> _Extract provided_
* * *
[PySpark] Big Data Fundamentals with PySpark(1)

less than 1 minute read

Spark

  • Big Data terminology
  • Spark Modes of Deployment

Big Data terminology

  • Clustered Computing - Collection of resources of multiple machines
  • Parallel Computing - Simultaneous computation
  • Distributed Computing - Collection of nodes(networked computers) that run in parallel
  • Batch Processing - Breaking the job into small pieces and running them on individual machines
  • Real-time Processing - Immediate processing of data

Spark Modes of Deployment

  • Local Mode - Single machine such as a laptop
    • convenient for testing, debugging, and demonstartion
  • Cluster Mode - Set of pre-defined machines
    • for production
  • Workflow (Local Mode ➡️ Cluster mode)
    • No code change necessary

from pyspark import SparkContext
from pyspark.sql import SparkSession
sc = SparkContext('local', 'lernen2-1')
spark = SparkSession.builder.getOrCreate()
print(sc)
print(spark)
print(sc.master)
<SparkContext master=local appName=lernen2-1>
<pyspark.sql.session.SparkSession object at 0x7f0ea9577e50>
local
numb = range(1, 100)

# Load num into PySpark
spark_data = sc.parallelize(numb)
print(spark_data)
print(type(spark_data))
PythonRDD[1] at RDD at PythonRDD.scala:53
<class 'pyspark.rdd.PipelinedRDD'>
* * *
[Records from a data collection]
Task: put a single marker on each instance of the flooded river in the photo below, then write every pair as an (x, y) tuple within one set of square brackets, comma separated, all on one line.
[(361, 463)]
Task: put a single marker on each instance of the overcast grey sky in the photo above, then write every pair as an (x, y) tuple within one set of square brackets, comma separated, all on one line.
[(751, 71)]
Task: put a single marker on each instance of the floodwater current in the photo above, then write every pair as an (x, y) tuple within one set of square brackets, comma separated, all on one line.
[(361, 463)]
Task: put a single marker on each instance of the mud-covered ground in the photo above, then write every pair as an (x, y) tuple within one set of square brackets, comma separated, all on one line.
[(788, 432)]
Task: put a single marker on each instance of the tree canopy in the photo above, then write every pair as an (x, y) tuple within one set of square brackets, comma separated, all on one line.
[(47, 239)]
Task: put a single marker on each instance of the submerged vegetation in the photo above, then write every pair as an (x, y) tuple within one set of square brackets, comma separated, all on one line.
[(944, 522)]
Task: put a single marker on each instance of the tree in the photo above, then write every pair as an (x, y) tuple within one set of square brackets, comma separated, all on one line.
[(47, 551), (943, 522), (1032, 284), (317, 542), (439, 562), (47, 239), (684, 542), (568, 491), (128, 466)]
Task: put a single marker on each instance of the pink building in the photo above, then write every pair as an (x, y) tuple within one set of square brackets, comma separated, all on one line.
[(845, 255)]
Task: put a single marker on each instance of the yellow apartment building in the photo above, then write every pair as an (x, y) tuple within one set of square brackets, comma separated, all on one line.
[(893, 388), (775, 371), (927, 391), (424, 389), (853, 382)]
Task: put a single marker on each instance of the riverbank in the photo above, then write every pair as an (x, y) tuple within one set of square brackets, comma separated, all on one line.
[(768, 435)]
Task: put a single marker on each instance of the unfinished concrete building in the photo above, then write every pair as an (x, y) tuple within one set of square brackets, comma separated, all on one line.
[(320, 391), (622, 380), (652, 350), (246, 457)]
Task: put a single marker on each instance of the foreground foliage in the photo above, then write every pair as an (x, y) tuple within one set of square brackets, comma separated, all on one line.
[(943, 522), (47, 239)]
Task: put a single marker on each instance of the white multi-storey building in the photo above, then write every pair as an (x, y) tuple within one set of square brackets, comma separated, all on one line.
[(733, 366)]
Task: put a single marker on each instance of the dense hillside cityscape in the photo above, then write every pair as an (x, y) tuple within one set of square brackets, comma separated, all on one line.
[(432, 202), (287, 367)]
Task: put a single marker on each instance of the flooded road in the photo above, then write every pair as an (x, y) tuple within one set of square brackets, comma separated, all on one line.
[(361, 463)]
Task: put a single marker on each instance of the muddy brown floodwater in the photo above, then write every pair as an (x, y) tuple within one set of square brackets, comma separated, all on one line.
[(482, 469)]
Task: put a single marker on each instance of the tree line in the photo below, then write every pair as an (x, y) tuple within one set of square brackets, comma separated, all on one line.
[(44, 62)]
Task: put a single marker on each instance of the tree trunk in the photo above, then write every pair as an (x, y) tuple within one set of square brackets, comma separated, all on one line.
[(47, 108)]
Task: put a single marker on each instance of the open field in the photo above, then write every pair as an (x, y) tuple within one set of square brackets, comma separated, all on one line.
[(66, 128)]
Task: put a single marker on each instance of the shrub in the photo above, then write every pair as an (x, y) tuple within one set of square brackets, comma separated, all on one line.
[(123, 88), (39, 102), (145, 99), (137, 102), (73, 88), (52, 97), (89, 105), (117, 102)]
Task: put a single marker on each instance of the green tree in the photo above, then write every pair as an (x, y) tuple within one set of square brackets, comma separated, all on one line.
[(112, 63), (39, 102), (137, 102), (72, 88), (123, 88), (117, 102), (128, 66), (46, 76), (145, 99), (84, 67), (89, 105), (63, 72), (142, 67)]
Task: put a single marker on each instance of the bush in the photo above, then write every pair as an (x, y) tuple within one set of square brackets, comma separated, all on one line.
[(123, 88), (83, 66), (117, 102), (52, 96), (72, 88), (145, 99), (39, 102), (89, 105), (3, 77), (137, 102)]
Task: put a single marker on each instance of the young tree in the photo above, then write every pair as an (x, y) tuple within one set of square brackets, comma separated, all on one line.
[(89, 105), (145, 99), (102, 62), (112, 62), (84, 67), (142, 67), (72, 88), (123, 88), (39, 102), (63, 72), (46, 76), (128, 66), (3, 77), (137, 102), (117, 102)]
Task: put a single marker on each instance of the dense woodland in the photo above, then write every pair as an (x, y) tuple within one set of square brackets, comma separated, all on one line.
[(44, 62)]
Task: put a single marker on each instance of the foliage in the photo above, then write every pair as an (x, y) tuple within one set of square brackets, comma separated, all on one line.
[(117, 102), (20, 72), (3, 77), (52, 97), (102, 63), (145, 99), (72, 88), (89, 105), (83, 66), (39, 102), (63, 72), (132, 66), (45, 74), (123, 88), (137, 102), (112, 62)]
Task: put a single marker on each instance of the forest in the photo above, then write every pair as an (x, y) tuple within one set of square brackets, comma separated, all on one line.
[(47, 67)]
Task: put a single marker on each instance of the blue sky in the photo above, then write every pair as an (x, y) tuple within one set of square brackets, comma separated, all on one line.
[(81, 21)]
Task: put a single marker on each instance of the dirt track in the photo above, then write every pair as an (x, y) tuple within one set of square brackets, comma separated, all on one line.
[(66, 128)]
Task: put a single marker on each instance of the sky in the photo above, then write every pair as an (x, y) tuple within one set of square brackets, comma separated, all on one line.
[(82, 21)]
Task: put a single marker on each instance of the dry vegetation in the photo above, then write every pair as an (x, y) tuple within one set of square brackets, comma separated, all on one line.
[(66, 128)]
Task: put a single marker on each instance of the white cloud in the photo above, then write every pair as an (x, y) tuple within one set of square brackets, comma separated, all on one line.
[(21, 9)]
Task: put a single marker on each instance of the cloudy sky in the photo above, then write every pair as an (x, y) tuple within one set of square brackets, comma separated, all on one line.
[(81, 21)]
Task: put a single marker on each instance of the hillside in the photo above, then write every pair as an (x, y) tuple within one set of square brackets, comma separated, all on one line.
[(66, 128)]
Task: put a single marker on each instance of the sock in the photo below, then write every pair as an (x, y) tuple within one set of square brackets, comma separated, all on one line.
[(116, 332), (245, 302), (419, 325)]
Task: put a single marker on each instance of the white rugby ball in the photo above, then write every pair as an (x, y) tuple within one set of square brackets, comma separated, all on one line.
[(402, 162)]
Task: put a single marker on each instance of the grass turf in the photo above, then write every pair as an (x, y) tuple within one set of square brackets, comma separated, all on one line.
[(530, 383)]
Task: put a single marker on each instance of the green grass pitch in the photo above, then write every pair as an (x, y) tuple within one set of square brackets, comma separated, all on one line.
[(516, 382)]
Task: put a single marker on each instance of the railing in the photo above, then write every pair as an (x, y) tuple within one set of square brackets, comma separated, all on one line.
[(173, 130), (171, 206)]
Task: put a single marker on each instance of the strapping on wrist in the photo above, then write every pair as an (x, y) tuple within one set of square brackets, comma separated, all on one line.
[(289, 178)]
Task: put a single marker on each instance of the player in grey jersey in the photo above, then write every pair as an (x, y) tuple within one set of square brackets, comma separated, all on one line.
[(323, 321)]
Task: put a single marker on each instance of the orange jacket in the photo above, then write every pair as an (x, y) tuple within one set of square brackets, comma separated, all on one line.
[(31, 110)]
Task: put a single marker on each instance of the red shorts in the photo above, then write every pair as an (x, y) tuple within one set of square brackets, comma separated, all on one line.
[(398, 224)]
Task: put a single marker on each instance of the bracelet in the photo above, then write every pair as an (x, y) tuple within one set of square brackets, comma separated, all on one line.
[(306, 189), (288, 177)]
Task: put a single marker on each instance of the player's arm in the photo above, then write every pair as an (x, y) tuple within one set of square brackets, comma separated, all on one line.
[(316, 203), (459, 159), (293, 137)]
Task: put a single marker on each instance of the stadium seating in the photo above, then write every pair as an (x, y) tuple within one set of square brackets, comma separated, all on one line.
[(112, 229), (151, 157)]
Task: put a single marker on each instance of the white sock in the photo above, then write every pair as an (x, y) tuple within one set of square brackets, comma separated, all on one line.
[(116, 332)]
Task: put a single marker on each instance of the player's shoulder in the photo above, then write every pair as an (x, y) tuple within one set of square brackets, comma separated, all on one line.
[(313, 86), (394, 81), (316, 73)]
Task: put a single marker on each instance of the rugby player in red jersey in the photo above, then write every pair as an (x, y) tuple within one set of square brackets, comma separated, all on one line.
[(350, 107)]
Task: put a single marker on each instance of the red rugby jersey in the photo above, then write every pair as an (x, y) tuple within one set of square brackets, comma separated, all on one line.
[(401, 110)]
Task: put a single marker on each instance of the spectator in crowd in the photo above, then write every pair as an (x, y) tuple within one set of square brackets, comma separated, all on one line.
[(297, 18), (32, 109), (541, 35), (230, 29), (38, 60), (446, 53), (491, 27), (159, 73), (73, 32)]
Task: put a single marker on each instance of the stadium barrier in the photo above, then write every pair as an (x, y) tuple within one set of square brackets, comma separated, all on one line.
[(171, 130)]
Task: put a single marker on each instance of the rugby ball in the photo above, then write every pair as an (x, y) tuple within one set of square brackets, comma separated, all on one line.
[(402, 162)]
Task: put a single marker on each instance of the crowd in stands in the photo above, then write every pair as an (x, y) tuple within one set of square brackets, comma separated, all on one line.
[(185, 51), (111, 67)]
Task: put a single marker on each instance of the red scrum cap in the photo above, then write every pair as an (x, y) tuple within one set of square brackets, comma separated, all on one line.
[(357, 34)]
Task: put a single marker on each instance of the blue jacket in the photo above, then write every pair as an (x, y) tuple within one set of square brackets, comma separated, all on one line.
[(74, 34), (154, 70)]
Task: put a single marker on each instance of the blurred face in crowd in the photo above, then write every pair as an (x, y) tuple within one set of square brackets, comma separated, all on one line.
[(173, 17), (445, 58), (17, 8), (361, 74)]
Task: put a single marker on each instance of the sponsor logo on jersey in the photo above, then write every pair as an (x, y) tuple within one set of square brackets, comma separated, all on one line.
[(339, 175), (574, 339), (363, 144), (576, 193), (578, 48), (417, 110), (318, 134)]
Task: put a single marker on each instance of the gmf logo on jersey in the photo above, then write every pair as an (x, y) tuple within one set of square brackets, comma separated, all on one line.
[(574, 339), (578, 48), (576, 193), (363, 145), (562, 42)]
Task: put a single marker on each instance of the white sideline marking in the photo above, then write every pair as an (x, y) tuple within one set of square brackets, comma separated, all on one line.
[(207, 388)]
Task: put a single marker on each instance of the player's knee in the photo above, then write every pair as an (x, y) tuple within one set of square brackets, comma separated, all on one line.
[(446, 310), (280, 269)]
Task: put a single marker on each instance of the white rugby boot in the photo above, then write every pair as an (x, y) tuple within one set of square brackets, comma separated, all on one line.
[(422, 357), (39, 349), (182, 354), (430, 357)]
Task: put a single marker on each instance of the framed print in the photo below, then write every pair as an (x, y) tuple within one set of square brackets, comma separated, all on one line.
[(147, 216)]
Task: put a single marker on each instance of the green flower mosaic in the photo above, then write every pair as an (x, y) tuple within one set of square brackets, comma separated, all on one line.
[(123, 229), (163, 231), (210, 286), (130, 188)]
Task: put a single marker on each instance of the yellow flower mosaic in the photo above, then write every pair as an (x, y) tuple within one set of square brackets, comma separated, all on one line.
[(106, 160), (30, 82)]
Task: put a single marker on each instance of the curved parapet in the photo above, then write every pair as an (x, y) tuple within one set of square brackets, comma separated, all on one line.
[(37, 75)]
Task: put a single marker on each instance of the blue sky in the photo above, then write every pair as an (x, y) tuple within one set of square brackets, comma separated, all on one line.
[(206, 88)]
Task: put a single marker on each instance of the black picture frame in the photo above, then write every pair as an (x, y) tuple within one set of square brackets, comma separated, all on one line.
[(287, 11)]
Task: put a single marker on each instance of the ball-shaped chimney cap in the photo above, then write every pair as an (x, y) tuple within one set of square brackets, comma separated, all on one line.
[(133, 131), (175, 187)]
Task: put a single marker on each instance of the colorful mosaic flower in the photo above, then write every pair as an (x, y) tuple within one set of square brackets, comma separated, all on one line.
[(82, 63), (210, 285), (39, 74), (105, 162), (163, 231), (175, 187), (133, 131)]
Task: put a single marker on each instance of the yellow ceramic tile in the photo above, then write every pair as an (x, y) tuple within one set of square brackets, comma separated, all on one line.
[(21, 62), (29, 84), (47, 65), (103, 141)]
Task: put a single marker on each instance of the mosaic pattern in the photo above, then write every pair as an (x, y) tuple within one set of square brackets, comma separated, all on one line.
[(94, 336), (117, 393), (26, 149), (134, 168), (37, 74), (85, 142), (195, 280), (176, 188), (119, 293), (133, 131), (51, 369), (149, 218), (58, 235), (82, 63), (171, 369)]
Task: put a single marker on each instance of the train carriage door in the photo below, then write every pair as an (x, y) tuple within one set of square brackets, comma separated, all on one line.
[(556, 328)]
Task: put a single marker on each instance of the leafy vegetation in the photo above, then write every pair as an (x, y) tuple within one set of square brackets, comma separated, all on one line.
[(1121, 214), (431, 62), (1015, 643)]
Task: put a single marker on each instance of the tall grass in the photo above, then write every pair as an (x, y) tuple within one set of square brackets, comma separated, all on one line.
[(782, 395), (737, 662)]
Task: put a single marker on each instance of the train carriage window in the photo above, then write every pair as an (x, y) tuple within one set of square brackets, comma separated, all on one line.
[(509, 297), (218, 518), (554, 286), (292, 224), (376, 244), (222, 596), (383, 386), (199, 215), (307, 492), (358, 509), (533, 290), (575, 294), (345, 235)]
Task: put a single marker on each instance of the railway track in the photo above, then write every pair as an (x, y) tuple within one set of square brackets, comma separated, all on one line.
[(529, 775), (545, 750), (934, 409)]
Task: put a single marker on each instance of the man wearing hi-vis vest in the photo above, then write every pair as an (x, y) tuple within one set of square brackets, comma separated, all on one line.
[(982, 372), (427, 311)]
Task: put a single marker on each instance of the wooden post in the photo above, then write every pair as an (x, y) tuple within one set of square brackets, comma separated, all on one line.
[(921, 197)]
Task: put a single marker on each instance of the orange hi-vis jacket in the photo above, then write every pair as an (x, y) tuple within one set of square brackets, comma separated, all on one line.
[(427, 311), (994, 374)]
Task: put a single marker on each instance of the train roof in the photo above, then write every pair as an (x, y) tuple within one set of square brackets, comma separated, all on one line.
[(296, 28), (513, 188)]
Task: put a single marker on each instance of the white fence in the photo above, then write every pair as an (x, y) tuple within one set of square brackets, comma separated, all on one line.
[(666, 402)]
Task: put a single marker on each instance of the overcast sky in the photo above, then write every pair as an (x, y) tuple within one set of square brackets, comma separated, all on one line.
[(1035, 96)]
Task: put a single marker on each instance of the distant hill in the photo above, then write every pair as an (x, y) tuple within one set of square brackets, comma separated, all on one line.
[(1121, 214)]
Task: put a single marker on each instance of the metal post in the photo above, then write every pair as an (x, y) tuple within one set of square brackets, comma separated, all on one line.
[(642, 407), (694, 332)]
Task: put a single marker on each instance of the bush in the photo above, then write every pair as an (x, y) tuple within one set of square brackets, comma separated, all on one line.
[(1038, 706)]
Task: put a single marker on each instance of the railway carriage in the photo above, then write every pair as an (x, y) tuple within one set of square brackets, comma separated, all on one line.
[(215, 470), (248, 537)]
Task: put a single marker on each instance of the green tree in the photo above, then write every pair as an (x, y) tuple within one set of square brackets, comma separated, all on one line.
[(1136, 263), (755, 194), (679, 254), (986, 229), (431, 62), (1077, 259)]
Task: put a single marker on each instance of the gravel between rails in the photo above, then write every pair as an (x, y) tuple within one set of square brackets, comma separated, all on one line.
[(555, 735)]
* * *
> _Exercise requirements_
A - Summarize the PySpark fundamentals notes in two sentences.
B - In the listing, update the stretch from the line containing "the green flower" through the line containing "[(123, 229), (163, 231), (210, 286), (130, 188)]" by replacing "green flower mosaic" with "green leaf mosaic", leaving everything else unchanged. Return only those lines.

> _Worked answers_
A - The notes define big data terms including clustered, parallel, and distributed computing, along with batch and real-time processing. They describe Spark's local mode for testing and debugging and its cluster mode for production, noting that moving from local to cluster mode requires no code change, and they show code that creates a SparkContext and SparkSession and loads a range of numbers into PySpark with sc.parallelize.

B -
Task: put a single marker on each instance of the green leaf mosaic in the photo above, then write every pair as an (x, y) tuple within one set of square brackets, comma separated, all on one line.
[(123, 229), (163, 231), (210, 286), (130, 188)]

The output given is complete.